(Problem to work on):
Print nothing except the lines of the listing below from the line with "Target: double-hung window" to the line with "[locate] window pane", each exactly as written, both ends included.

-- Material provided follows --

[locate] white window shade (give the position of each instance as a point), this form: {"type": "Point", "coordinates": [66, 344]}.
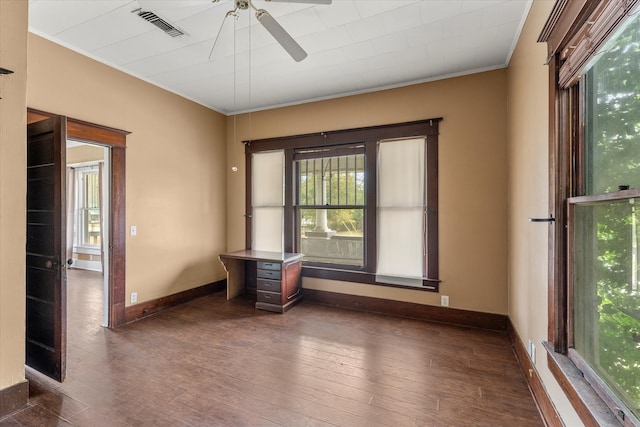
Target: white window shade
{"type": "Point", "coordinates": [401, 209]}
{"type": "Point", "coordinates": [268, 201]}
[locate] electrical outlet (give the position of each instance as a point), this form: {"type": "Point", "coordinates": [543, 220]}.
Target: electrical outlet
{"type": "Point", "coordinates": [532, 351]}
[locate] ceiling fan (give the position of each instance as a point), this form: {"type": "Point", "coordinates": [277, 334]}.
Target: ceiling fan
{"type": "Point", "coordinates": [268, 22]}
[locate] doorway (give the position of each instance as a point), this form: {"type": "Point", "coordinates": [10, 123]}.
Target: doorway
{"type": "Point", "coordinates": [87, 217]}
{"type": "Point", "coordinates": [47, 329]}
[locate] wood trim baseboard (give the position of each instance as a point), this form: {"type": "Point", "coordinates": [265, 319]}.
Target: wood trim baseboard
{"type": "Point", "coordinates": [541, 398]}
{"type": "Point", "coordinates": [497, 322]}
{"type": "Point", "coordinates": [147, 308]}
{"type": "Point", "coordinates": [14, 398]}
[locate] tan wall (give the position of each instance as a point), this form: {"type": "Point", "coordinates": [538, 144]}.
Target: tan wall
{"type": "Point", "coordinates": [473, 175]}
{"type": "Point", "coordinates": [175, 182]}
{"type": "Point", "coordinates": [13, 166]}
{"type": "Point", "coordinates": [528, 197]}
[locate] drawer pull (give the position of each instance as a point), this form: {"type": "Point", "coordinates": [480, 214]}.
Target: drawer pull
{"type": "Point", "coordinates": [265, 265]}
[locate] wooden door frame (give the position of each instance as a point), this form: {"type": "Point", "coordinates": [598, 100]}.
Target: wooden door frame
{"type": "Point", "coordinates": [116, 140]}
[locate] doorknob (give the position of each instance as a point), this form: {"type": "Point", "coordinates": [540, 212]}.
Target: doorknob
{"type": "Point", "coordinates": [50, 263]}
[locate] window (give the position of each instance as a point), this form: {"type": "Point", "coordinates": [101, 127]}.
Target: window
{"type": "Point", "coordinates": [595, 311]}
{"type": "Point", "coordinates": [360, 204]}
{"type": "Point", "coordinates": [88, 207]}
{"type": "Point", "coordinates": [330, 205]}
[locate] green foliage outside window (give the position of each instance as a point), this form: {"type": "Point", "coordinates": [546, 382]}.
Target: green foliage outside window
{"type": "Point", "coordinates": [607, 296]}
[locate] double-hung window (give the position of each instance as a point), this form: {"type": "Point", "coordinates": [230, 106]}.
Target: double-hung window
{"type": "Point", "coordinates": [87, 207]}
{"type": "Point", "coordinates": [360, 204]}
{"type": "Point", "coordinates": [595, 289]}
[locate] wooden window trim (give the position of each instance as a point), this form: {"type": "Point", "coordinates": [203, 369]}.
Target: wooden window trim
{"type": "Point", "coordinates": [369, 136]}
{"type": "Point", "coordinates": [574, 32]}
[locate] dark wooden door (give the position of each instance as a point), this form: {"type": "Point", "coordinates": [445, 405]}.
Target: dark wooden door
{"type": "Point", "coordinates": [46, 279]}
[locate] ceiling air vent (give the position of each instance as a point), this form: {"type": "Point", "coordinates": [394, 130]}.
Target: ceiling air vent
{"type": "Point", "coordinates": [160, 23]}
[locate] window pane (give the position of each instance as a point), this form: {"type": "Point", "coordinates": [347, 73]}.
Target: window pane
{"type": "Point", "coordinates": [401, 230]}
{"type": "Point", "coordinates": [332, 181]}
{"type": "Point", "coordinates": [613, 114]}
{"type": "Point", "coordinates": [268, 179]}
{"type": "Point", "coordinates": [401, 205]}
{"type": "Point", "coordinates": [401, 173]}
{"type": "Point", "coordinates": [268, 201]}
{"type": "Point", "coordinates": [606, 298]}
{"type": "Point", "coordinates": [267, 223]}
{"type": "Point", "coordinates": [332, 236]}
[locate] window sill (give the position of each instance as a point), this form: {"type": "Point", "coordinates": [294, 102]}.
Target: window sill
{"type": "Point", "coordinates": [589, 406]}
{"type": "Point", "coordinates": [429, 285]}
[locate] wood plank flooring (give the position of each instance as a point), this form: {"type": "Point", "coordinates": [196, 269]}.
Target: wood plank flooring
{"type": "Point", "coordinates": [214, 362]}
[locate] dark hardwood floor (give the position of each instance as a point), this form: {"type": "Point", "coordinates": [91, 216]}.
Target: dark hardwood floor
{"type": "Point", "coordinates": [214, 362]}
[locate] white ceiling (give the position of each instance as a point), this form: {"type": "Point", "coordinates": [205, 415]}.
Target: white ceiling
{"type": "Point", "coordinates": [353, 46]}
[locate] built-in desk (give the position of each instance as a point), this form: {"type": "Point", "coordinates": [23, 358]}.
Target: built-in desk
{"type": "Point", "coordinates": [274, 277]}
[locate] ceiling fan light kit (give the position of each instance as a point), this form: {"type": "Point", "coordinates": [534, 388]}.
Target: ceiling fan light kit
{"type": "Point", "coordinates": [271, 25]}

-- Material provided concluded --

(Exercise answer):
Target: double-hung window
{"type": "Point", "coordinates": [87, 207]}
{"type": "Point", "coordinates": [360, 204]}
{"type": "Point", "coordinates": [595, 289]}
[locate] wooden window trim (give the position of each instance as a point), this form: {"type": "Point", "coordinates": [203, 369]}.
Target: wooden window trim
{"type": "Point", "coordinates": [369, 136]}
{"type": "Point", "coordinates": [574, 32]}
[locate] dark wooden door (give the position of each instance as a point), this form: {"type": "Point", "coordinates": [445, 405]}.
Target: dark wooden door
{"type": "Point", "coordinates": [46, 279]}
[locate] ceiling air vent (give the position of each instance as a point), this form: {"type": "Point", "coordinates": [394, 130]}.
Target: ceiling air vent
{"type": "Point", "coordinates": [160, 23]}
[locate] window pane (give the position of each instance as a point), this form: {"type": "Point", "coordinates": [347, 73]}.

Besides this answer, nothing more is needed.